## [DATASET EXCERPTS]

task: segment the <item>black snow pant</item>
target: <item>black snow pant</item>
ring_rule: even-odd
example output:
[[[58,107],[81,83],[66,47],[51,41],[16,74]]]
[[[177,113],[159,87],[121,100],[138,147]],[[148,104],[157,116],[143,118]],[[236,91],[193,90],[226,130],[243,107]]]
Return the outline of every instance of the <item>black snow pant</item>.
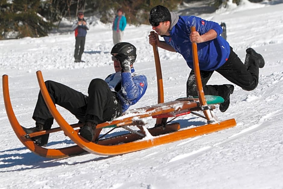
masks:
[[[86,43],[85,37],[76,37],[76,44],[75,45],[75,59],[81,60],[82,55],[85,50],[85,43]]]
[[[245,65],[230,47],[230,52],[228,59],[221,67],[215,70],[232,83],[245,90],[253,90],[258,83],[259,65],[250,56],[247,56]],[[207,83],[213,71],[201,70],[201,77],[204,94],[220,96],[224,97],[223,85],[208,85]],[[187,96],[197,96],[194,72],[192,70],[187,82]]]
[[[82,122],[90,121],[96,124],[110,121],[121,115],[122,109],[116,94],[110,90],[107,83],[100,79],[91,82],[89,96],[69,87],[53,81],[45,84],[54,104],[69,110]],[[39,92],[33,118],[36,123],[44,124],[53,118]],[[46,124],[45,124],[46,125]],[[51,128],[45,128],[45,129]]]

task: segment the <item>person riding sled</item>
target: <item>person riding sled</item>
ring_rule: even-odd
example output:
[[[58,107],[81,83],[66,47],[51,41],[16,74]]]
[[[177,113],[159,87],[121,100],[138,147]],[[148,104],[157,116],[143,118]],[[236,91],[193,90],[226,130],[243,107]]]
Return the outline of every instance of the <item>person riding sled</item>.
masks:
[[[53,103],[69,111],[84,123],[80,134],[89,141],[93,140],[96,126],[120,116],[144,95],[147,88],[146,77],[135,72],[133,67],[136,49],[128,43],[114,45],[111,50],[115,73],[104,80],[93,79],[88,96],[51,80],[45,84]],[[50,129],[54,118],[40,92],[33,116],[36,127],[23,128],[27,134]],[[49,134],[32,138],[37,144],[46,146]]]

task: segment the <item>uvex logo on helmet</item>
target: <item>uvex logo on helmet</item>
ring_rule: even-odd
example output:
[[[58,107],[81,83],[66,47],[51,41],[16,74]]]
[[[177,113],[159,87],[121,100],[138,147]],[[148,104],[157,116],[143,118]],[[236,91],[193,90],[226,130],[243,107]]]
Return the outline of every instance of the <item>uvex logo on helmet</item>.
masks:
[[[131,48],[131,47],[129,47],[129,48]],[[132,52],[133,50],[134,50],[133,48],[131,48],[130,49],[129,49],[127,51],[127,53],[129,53],[129,52]]]

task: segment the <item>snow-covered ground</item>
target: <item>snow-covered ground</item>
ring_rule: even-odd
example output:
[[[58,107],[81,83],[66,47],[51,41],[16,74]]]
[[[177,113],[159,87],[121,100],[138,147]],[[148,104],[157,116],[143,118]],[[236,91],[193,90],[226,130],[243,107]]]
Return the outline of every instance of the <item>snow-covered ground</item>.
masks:
[[[258,86],[251,91],[235,86],[230,106],[215,112],[221,120],[235,118],[236,127],[121,156],[86,153],[60,159],[39,156],[27,150],[14,133],[0,96],[0,188],[283,188],[283,1],[249,3],[200,15],[227,27],[227,40],[242,61],[249,47],[262,54],[266,65]],[[83,59],[73,62],[73,33],[40,38],[0,41],[0,72],[9,77],[10,94],[19,122],[34,126],[32,119],[39,90],[35,72],[45,80],[63,83],[87,93],[89,82],[114,71],[110,52],[110,25],[94,21],[86,38]],[[156,77],[149,25],[127,26],[125,41],[138,49],[136,70],[145,75],[148,87],[132,107],[157,103]],[[165,101],[185,96],[190,69],[181,56],[159,49]],[[209,84],[229,83],[217,73]],[[2,83],[0,84],[2,86]],[[60,107],[71,123],[74,116]],[[188,115],[176,119],[184,125],[203,125]],[[154,120],[149,120],[149,127]],[[54,127],[58,125],[55,123]],[[72,145],[61,133],[51,134],[48,147]]]

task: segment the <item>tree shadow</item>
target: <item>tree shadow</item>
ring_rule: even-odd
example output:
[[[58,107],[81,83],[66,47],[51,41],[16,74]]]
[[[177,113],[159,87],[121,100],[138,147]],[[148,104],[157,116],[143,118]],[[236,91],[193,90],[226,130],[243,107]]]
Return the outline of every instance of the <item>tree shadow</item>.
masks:
[[[20,149],[12,149],[11,150],[17,150],[19,149],[24,150],[25,148],[21,148]],[[76,156],[83,156],[89,154],[88,152],[86,152],[79,155],[76,155]],[[57,167],[63,165],[76,165],[77,164],[84,163],[93,161],[100,161],[111,158],[114,156],[96,156],[92,159],[87,161],[80,161],[79,160],[78,161],[76,161],[76,162],[70,163],[67,162],[62,162],[62,159],[69,158],[70,156],[60,159],[52,159],[39,156],[31,152],[25,153],[3,154],[0,155],[0,159],[2,159],[2,160],[1,160],[2,164],[0,165],[0,169],[14,167],[12,168],[13,169],[12,170],[0,171],[0,172],[13,172],[35,169]],[[17,157],[17,158],[15,158],[15,157]],[[78,160],[79,159],[79,158],[78,159]],[[4,164],[3,164],[3,163]],[[23,166],[24,166],[24,167],[21,167]]]

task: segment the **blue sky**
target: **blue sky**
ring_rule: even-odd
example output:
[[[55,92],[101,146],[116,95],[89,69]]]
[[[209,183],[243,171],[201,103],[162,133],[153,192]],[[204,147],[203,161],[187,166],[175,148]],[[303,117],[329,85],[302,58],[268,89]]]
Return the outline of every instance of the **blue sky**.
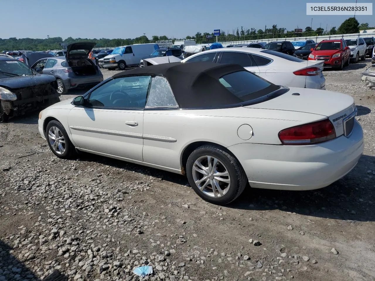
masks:
[[[2,5],[0,38],[134,38],[143,35],[184,37],[197,31],[273,24],[288,30],[336,26],[350,16],[306,15],[306,2],[298,0],[17,0]],[[310,3],[355,1],[309,0]],[[374,3],[374,0],[358,3]],[[32,4],[33,2],[35,4]],[[97,4],[96,3],[97,2]],[[15,6],[15,3],[16,4]],[[38,3],[36,4],[36,3]],[[375,7],[374,4],[373,5]],[[8,11],[7,12],[4,12]],[[360,23],[375,26],[375,15],[357,16]]]

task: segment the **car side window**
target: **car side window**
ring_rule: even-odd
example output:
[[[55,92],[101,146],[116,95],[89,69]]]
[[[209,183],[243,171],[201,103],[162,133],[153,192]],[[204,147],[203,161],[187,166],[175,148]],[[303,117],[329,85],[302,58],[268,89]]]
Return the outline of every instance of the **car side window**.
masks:
[[[210,62],[212,62],[213,61],[213,59],[215,57],[215,55],[216,55],[216,52],[212,52],[202,54],[201,55],[197,55],[196,57],[192,57],[191,58],[188,59],[186,61],[186,62],[209,61]]]
[[[132,47],[130,46],[128,46],[125,48],[125,52],[124,52],[124,54],[132,54],[133,50],[132,49]]]
[[[151,79],[142,75],[110,80],[90,93],[87,104],[90,107],[144,108]]]
[[[54,60],[52,58],[49,58],[47,61],[47,63],[46,63],[46,66],[44,67],[44,68],[51,68],[51,67],[53,67],[53,66],[57,63],[57,61],[56,60]]]
[[[235,63],[243,67],[256,66],[251,55],[239,52],[223,52],[220,63]]]
[[[146,106],[146,108],[158,107],[178,107],[168,80],[160,76],[151,80]]]
[[[252,54],[253,58],[255,61],[255,63],[258,66],[262,66],[264,65],[268,64],[272,61],[269,58],[265,58],[264,57],[261,57],[257,55]]]
[[[33,68],[34,69],[37,69],[38,68],[41,68],[42,69],[44,68],[44,66],[45,66],[46,63],[46,59],[41,60],[39,63],[35,64]]]

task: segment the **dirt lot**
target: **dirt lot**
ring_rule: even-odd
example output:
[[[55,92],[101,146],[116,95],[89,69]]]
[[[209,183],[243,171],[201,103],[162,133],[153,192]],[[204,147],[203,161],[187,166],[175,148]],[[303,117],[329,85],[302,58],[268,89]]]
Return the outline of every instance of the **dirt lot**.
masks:
[[[57,158],[38,113],[0,124],[0,281],[55,269],[72,280],[138,280],[141,265],[153,267],[149,280],[375,280],[375,90],[360,75],[370,64],[324,72],[327,89],[358,108],[366,144],[352,172],[317,190],[249,189],[225,207],[199,199],[182,176]]]

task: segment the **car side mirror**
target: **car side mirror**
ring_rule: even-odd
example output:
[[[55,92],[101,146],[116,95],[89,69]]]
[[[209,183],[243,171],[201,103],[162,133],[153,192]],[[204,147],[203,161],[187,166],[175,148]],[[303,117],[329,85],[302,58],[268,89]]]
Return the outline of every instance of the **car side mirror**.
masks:
[[[73,100],[73,104],[76,106],[80,106],[83,105],[85,103],[85,99],[82,96],[78,96],[76,97]]]

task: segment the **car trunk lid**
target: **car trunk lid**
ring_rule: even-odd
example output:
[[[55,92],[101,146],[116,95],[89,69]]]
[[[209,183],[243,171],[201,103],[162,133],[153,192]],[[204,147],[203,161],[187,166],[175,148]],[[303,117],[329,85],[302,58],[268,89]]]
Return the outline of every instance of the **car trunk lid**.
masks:
[[[297,88],[291,88],[285,93],[274,99],[245,107],[302,112],[326,116],[333,125],[337,136],[344,133],[346,123],[354,121],[352,118],[357,112],[354,99],[348,95]]]
[[[88,58],[88,54],[96,45],[93,42],[80,42],[68,45],[65,57],[72,58]]]

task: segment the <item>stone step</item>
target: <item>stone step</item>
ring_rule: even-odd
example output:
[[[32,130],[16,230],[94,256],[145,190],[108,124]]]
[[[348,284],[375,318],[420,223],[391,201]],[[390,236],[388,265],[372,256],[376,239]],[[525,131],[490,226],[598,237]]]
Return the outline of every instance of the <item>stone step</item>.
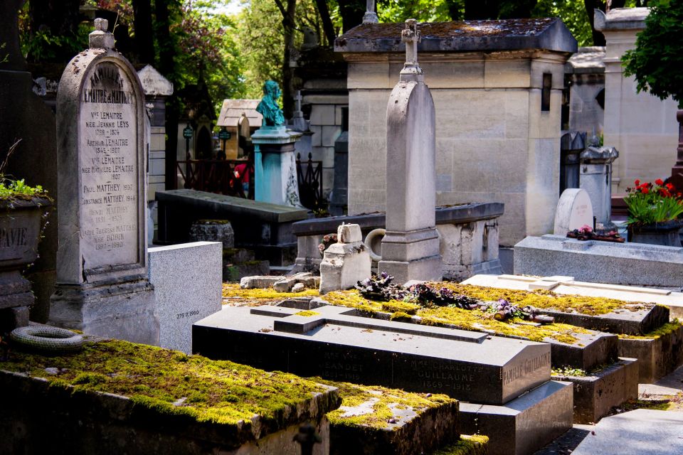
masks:
[[[574,385],[574,423],[598,422],[612,407],[638,397],[638,360],[620,358],[614,364],[587,376],[553,375]]]
[[[489,455],[533,454],[572,427],[571,382],[548,381],[502,405],[460,402],[460,432],[489,437]]]

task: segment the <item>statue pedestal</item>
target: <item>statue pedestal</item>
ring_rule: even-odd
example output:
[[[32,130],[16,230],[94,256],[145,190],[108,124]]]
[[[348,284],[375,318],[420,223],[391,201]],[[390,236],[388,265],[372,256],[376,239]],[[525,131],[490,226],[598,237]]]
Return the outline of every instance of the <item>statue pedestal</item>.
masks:
[[[256,200],[301,207],[294,154],[301,136],[283,126],[261,127],[252,134]]]

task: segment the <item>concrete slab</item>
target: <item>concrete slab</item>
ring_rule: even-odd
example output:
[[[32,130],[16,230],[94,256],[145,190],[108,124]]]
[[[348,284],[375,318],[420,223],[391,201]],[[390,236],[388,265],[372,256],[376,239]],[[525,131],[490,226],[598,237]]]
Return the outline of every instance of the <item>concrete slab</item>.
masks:
[[[603,419],[573,455],[683,453],[683,412],[636,410]]]

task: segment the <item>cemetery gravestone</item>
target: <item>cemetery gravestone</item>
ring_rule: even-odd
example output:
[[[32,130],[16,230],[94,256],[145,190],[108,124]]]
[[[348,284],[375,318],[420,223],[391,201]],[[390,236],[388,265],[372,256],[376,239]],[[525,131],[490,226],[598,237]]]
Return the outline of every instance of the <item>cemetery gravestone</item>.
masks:
[[[575,229],[587,225],[593,228],[593,205],[586,190],[569,188],[565,190],[557,203],[555,211],[556,235],[566,235]]]
[[[60,198],[53,324],[157,343],[147,279],[144,95],[132,65],[95,19],[90,49],[57,93]]]
[[[386,234],[378,269],[400,284],[442,278],[434,102],[418,63],[420,38],[415,19],[406,21],[406,63],[386,108]]]

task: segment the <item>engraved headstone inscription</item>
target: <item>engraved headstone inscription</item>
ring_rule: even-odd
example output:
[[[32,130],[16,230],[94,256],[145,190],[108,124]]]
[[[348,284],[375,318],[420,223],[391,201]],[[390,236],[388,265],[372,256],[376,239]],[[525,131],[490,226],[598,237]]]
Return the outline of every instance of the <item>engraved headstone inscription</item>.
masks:
[[[52,323],[157,343],[147,279],[144,95],[95,19],[57,92],[59,247]]]

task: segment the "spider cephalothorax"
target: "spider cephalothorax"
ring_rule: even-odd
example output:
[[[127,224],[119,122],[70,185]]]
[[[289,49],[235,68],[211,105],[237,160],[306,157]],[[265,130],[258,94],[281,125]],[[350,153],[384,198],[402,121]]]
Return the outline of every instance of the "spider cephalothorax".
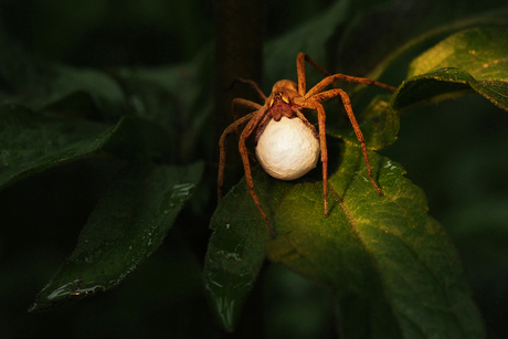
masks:
[[[309,92],[306,92],[305,61],[326,75],[326,77],[316,86],[310,88]],[[357,119],[354,118],[354,114],[352,113],[349,96],[340,88],[324,89],[331,84],[335,85],[337,80],[375,85],[390,91],[394,91],[395,88],[364,77],[356,77],[343,74],[330,75],[305,53],[298,54],[296,59],[296,67],[298,73],[298,84],[288,80],[278,81],[273,86],[272,94],[268,97],[263,94],[256,83],[246,80],[239,80],[240,82],[250,84],[264,100],[264,105],[262,106],[242,98],[234,99],[232,109],[235,117],[239,106],[253,109],[254,112],[236,119],[232,125],[230,125],[224,130],[219,141],[221,155],[219,163],[218,195],[220,201],[222,197],[221,188],[224,181],[225,138],[233,131],[239,130],[242,126],[245,126],[240,135],[239,141],[239,150],[242,156],[243,167],[245,170],[245,181],[252,199],[266,221],[272,237],[275,236],[275,231],[273,230],[271,222],[254,191],[251,165],[248,161],[248,151],[245,146],[245,140],[255,131],[257,159],[271,176],[282,180],[297,179],[307,173],[316,166],[317,157],[320,152],[322,162],[324,214],[326,218],[328,215],[328,150],[326,146],[325,128],[326,114],[322,105],[320,104],[321,102],[337,96],[340,96],[342,99],[346,113],[348,114],[354,129],[358,141],[361,145],[369,178],[378,193],[382,194],[381,189],[372,177],[369,158],[367,156],[366,141]],[[316,130],[316,128],[300,112],[303,108],[317,110],[319,131]],[[281,126],[277,126],[277,124],[281,124]],[[275,128],[273,126],[281,128]],[[277,148],[282,148],[282,150],[277,152]]]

## [AIM OF THE TASK]
List each line in the records above that contains the word "concrete".

## [RESPONSE]
task: segment the <item>concrete slab</item>
target: <item>concrete slab</item>
Return the outline of every instance of the <item>concrete slab</item>.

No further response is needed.